> [Zestaw zadań]:
a - Powtórz wiernie fragment tekstu o Danucie Jazłowieckiej zawarty między słowami "Ta dyrektywa wzmacnia" a "kontroli firm delegujących.", łącznie z nimi.
b - Na podstawie tekstu o Danucie Jazłowieckiej odpowiedz krótko na poniższe pytania, oznaczając odpowiedzi tak samo.
(i) Z ramienia której partii Danuta Jazłowiecka ponownie została europosłanką?
(ii) Z którego roku jest samochód, o którym mówiła na antenie Radia Opole?
(iii) Kto namówił ją na kupno Lexusa?

> [Tekst źródłowy]:
REKLAMA

Danuta Jazłowiecka

2014-05-26 22:25
publikacja
2014-05-26 22:25

Danuta Jazłowiecka (PO) ponownie została europosłanką. Będzie - tak jak do tej pory - jedyną przedstawicielką Opolszczyzny w PE. Za swoje największe osiągnięcie minionej kadencji uznała dyrektywę wdrożeniową dotyczącą delegowania pracowników, której była sprawozdawcą z ramienia PE.

Ta dyrektywa wzmacnia obowiązujące unijne przepisy dotyczące pracowników delegowanych, czyli tych, którzy w ramach umowy o pracę wyjeżdżają tymczasowo za granicę, aby tam pracować nadal dla swojego pracodawcy. Nowe przepisy poprawiają ochronę praw pracowników delegowanych i regulują środki kontroli firm delegujących.

Europa potrzebuje mobilności. Delegowanie to jej najbezpieczniejsza forma. Nie powoduje drenażu mózgów, a daje szansę na zdobywanie doświadczenia" - podkreślała Jazłowiecka.Europoseł podczas swojej pierwszej kadencji w PE organizowała też m.in. staże, praktyki studenckie i wolontariaty, by - jak tłumaczyła - wspierać młodych ludzi na początku drogi zawodowej.

Wiosną tego roku zrobiło się o niej głośno po tym, jak poseł Patryk Jaki (Solidarna Polska) zarzucił jej, że nie angażuje się w sprawy regionu, a efektem jej działalności jest "rosnące konto i lexus". Jazłowiecka ripostowała na antenie Radia Opole, że samochód jest z 2009 roku, ma przejechane 300 tys. km i wart jest dwadzieścia, może dwadzieścia kilka tysięcy".

Internauci podchwycili tę wypowiedź i na jednym z portali społecznościowych założyli profil o nazwie Kup Lexusa z 2009 r. za 20 tys. zł". Na konferencji podsumowującej kadencję w PE w kwietniu Jazłowiecka wyjaśniła, że chodziło jej o 20 tys. euro, a na kupno Lexusa namówiły ją dzieci. "Wolę małe samochody, łatwiej się nimi parkuje. A chyba zawsze będę z tym miała problemy" - powiedziała.

[Rekordy zbioru danych o położeniu obiektów]

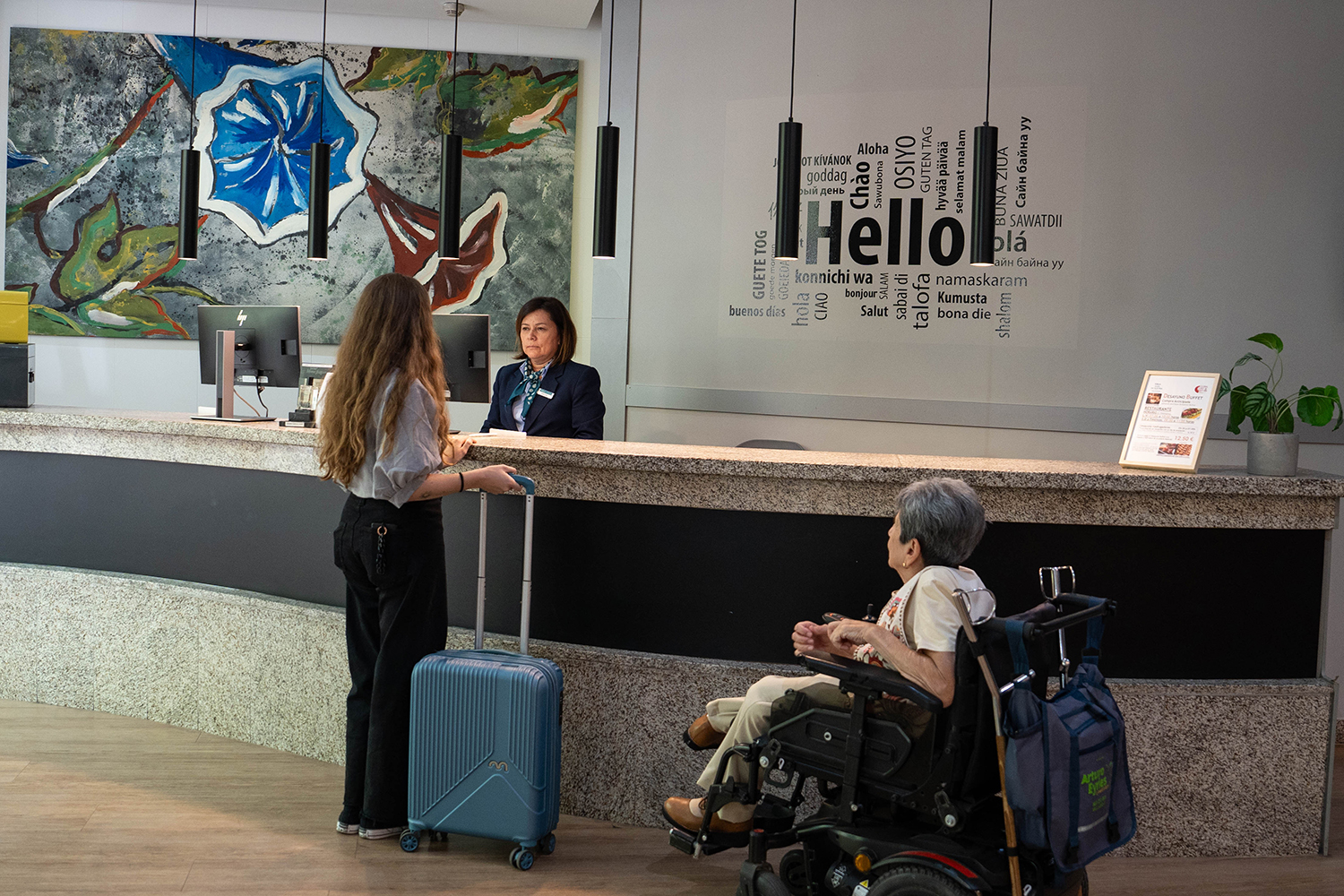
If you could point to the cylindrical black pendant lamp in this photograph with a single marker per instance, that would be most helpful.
(188, 203)
(449, 195)
(984, 164)
(319, 198)
(788, 185)
(604, 212)
(188, 180)
(320, 168)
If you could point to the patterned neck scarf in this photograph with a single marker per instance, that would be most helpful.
(527, 387)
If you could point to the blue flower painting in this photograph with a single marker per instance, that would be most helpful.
(97, 121)
(255, 131)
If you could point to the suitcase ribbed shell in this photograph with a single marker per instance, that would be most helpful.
(486, 745)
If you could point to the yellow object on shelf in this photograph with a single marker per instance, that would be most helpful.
(13, 316)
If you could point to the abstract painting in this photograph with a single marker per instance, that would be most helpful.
(97, 121)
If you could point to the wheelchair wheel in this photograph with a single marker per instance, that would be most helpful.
(768, 884)
(914, 880)
(793, 872)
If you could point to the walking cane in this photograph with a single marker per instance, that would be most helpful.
(1000, 742)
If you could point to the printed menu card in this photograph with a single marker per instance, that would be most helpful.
(1171, 418)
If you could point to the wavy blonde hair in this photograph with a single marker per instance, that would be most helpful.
(390, 330)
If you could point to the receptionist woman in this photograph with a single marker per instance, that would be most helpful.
(548, 392)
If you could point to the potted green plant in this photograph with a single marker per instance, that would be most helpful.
(1271, 449)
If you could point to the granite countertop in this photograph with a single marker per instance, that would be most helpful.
(637, 457)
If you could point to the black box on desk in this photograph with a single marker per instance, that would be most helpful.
(16, 374)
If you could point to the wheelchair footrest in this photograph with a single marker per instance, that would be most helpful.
(685, 841)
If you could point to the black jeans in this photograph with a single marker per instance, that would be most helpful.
(395, 614)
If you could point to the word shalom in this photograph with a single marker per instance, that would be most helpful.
(945, 239)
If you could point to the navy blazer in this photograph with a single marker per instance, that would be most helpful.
(574, 411)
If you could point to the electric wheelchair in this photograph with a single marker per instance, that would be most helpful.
(900, 815)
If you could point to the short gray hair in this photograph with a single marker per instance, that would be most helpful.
(945, 514)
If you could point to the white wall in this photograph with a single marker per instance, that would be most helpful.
(1212, 209)
(1211, 195)
(160, 375)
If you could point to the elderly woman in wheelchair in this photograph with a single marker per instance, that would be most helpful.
(938, 522)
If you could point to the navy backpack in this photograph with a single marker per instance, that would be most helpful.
(1066, 767)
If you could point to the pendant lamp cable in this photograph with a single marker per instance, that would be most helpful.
(452, 112)
(610, 51)
(322, 108)
(193, 75)
(989, 56)
(793, 61)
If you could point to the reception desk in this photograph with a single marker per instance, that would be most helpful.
(182, 571)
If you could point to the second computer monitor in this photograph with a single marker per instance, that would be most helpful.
(465, 341)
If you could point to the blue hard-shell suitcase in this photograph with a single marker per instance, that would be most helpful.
(486, 737)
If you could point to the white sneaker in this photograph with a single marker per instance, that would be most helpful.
(381, 833)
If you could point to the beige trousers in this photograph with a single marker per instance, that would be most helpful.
(742, 720)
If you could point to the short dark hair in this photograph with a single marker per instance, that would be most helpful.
(559, 316)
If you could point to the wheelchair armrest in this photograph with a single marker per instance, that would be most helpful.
(870, 677)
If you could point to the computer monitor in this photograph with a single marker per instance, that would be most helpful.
(266, 349)
(465, 343)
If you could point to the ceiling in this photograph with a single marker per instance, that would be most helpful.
(556, 13)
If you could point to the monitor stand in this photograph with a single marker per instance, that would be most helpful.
(225, 383)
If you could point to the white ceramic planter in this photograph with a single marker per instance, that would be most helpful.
(1271, 452)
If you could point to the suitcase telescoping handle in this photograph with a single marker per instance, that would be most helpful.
(530, 487)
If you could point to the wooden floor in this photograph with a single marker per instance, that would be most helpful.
(91, 802)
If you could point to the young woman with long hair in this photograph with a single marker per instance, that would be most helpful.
(383, 438)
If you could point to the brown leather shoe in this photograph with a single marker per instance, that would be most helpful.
(701, 735)
(677, 810)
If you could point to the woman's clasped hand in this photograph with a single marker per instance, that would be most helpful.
(496, 478)
(840, 637)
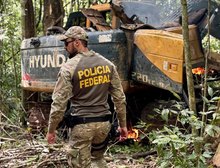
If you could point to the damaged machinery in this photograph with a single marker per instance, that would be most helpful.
(146, 45)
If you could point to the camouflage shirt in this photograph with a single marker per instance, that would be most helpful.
(86, 80)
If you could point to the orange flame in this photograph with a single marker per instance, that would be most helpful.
(198, 71)
(133, 134)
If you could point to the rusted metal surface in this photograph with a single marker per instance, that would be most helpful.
(38, 117)
(97, 19)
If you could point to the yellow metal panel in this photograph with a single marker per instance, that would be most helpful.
(173, 68)
(195, 45)
(159, 42)
(164, 49)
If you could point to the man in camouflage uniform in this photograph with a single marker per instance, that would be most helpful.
(86, 79)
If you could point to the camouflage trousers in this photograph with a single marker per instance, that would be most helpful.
(82, 136)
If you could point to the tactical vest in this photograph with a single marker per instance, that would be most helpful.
(91, 80)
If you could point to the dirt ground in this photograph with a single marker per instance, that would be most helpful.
(37, 154)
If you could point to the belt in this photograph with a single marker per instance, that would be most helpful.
(84, 120)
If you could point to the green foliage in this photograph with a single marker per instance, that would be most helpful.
(175, 143)
(10, 56)
(131, 148)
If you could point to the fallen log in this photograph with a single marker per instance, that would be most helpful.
(143, 154)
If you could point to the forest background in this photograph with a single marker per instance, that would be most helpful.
(21, 19)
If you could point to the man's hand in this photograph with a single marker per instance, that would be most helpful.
(123, 133)
(51, 137)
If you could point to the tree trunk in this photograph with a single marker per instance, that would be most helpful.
(189, 76)
(53, 14)
(28, 20)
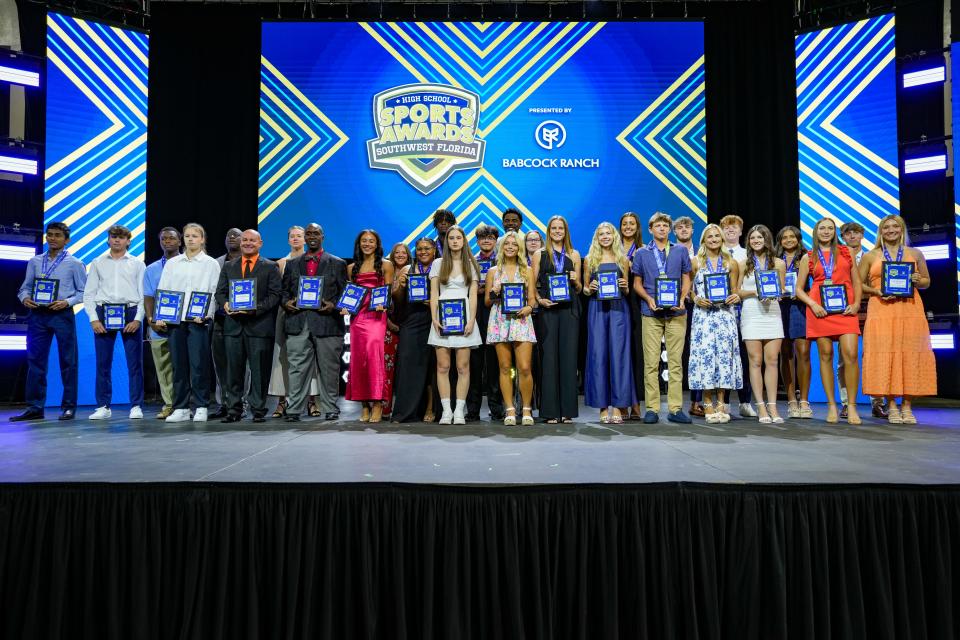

> [Odpowiedzi do zadań]:
a -
Ta dyrektywa wzmacnia obowiązujące unijne przepisy dotyczące pracowników delegowanych, czyli tych, którzy w ramach umowy o pracę wyjeżdżają tymczasowo za granicę, aby tam pracować nadal dla swojego pracodawcy. Nowe przepisy poprawiają ochronę praw pracowników delegowanych i regulują środki kontroli firm delegujących.

b -
(i) PO
(ii) Z 2009 roku
(iii) Jej dzieci